§ **What is needed**: Please return the listing below word for word, minus its pictures.

===============

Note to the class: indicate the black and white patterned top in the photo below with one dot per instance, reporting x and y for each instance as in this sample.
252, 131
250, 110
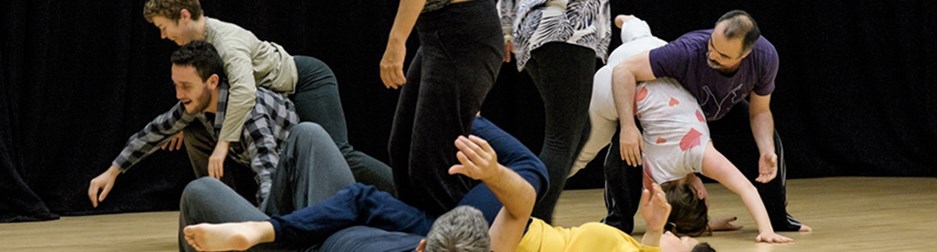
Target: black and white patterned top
266, 128
533, 23
432, 5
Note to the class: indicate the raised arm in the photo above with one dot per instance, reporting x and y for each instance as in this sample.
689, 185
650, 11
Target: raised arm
762, 123
479, 161
392, 63
625, 76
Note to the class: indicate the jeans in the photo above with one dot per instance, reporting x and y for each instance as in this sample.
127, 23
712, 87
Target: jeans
453, 70
317, 100
310, 170
563, 74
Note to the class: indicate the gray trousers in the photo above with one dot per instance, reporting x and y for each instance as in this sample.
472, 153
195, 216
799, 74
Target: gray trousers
309, 171
317, 100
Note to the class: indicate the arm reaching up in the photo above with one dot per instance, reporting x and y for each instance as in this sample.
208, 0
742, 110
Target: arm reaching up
479, 161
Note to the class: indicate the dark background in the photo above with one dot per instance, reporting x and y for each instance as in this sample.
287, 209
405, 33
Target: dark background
855, 94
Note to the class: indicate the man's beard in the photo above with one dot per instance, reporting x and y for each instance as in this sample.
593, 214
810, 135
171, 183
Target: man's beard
713, 64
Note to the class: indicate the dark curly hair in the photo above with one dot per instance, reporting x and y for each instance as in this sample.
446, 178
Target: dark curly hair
202, 56
170, 9
689, 215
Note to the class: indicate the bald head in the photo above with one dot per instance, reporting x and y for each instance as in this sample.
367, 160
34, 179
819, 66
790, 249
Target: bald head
737, 24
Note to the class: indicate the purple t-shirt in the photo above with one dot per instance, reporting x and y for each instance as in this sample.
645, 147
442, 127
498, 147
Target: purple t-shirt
685, 60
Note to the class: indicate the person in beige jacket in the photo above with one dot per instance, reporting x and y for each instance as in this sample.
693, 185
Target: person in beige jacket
250, 62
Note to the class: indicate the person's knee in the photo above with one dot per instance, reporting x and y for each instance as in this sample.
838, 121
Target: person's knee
309, 131
198, 189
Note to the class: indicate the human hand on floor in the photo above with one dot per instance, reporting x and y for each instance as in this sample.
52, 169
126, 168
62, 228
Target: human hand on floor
767, 167
724, 224
478, 160
772, 237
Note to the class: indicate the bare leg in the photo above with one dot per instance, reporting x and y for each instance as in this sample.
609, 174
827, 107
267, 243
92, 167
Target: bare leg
228, 236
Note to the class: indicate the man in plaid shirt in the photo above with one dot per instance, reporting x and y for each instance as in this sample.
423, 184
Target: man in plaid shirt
266, 145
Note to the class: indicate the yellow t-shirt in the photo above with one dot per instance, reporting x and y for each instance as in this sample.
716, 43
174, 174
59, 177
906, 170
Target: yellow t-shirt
591, 236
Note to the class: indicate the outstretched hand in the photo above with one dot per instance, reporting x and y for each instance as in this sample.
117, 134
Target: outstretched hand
724, 224
392, 65
174, 143
216, 160
772, 237
631, 145
655, 207
478, 160
102, 184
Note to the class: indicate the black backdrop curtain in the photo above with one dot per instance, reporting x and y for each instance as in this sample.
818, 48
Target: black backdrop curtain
856, 92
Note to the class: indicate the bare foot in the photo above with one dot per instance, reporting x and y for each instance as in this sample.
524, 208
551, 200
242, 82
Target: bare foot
805, 228
620, 19
228, 236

===============

§ **Task output**:
Note to the class: indicate the black and white patterned top in the photo below with one dot per instance, reporting x and y for each instance as in this sample.
252, 131
250, 110
Target: black and white patterned top
266, 128
533, 23
432, 5
Note to the class: indicate the raised arm in the photo above with one dot per instance, reporting x and y for each instance as in this sample.
689, 185
650, 11
Target: raised arm
762, 123
479, 161
392, 63
625, 76
Note to the class: indicate the jeans in the photo above with one dot per instance, reporting x and y for each instance as in this sample.
127, 23
712, 87
Target: jeans
453, 70
317, 100
310, 170
563, 74
Note to the class: indicate the gray trousers in the photo above with one dot per instance, reporting x and y for each instance as in this sample.
472, 153
195, 216
799, 74
Target: gray trousers
309, 171
317, 100
Note to the class: indicate the arm reaching up in the photo above with one dot per instance, reporting x and y for each instance as in this sample.
208, 0
742, 110
Target: arm reaching up
479, 161
Note to the class: indicate the dark background in the photo above with one dot per instance, reporting x and y for each instance as in this sample.
287, 209
405, 33
Target: dark background
855, 94
Note to the class: indicate the man's beard in the photo above with one dot per instance, reporting x and y for each instance as in this sample.
593, 214
810, 135
171, 183
Target: man's beard
713, 64
Note to the class: indicate the dark curly hair in the photo above with one dot per instance, reporting x and y for each instance as in this sample.
446, 178
Target: dark curly hair
202, 56
170, 9
689, 215
Note to the class: indicate the bald head in the photo above with one dot per instance, reporting x and y for each instance as in this sample.
367, 160
34, 179
819, 66
790, 249
Target: bald head
737, 24
Note to the class: indicate the purple t-shirt in the photo above with one dot per instance, reporting x and y for each instance as in this sample.
645, 147
442, 127
498, 147
Target: purple t-shirt
685, 60
Note to the class: indicate the person in beige jacket in the photo above with one dot per instance, reporting x and y for each instance as in this sample.
693, 185
Target: person in beige jacket
250, 62
Note to the class: indicate the person's knee in the photo above with one dot per instance, reporting x and y for each instance as in this sample.
838, 121
Target: person's knee
309, 131
198, 189
Note to the class: indicate the human hand on floor in the photo above with one dot per instance, reporting x and y for each instance as in this sample.
52, 169
126, 168
62, 228
Target: human hand on floor
767, 167
724, 224
478, 160
772, 237
Note to the class: indicate the bare leg in the photo above with one dot per instance, reporting x and y for each instance as in this sample.
609, 174
827, 107
267, 243
92, 167
Target: bare leg
228, 236
Note to the class: indicate the man in plaid shirt in the photo above with one dot per instance, reporting x and y for each instance as in this sample.
423, 184
Target: man in plaid shirt
266, 145
Note to the class: indicate the yellow t-shirt in the photo above with one dot per instance, reporting x and y for each instance as in this sample.
716, 43
174, 174
59, 177
906, 170
Target: yellow t-shirt
591, 236
Note to the class: indicate the outstretched hand in the photo above with one dot per instance, reporting x and y for each instance as in this sample.
117, 134
Target: outstretched hand
724, 224
392, 65
174, 143
216, 160
772, 237
631, 145
655, 207
478, 160
102, 184
Note to the class: indicate the black backdrop curtain in the photo above with one dot per instance, reporting x and y for each instance as in this sample.
818, 48
Target: black backdrop curtain
856, 92
Note to the class: indicate the bare foot in the photo above with one dot per instance, reporting x and y for each instance as in this sample.
524, 208
551, 200
242, 82
Target: bare foot
805, 228
620, 19
228, 236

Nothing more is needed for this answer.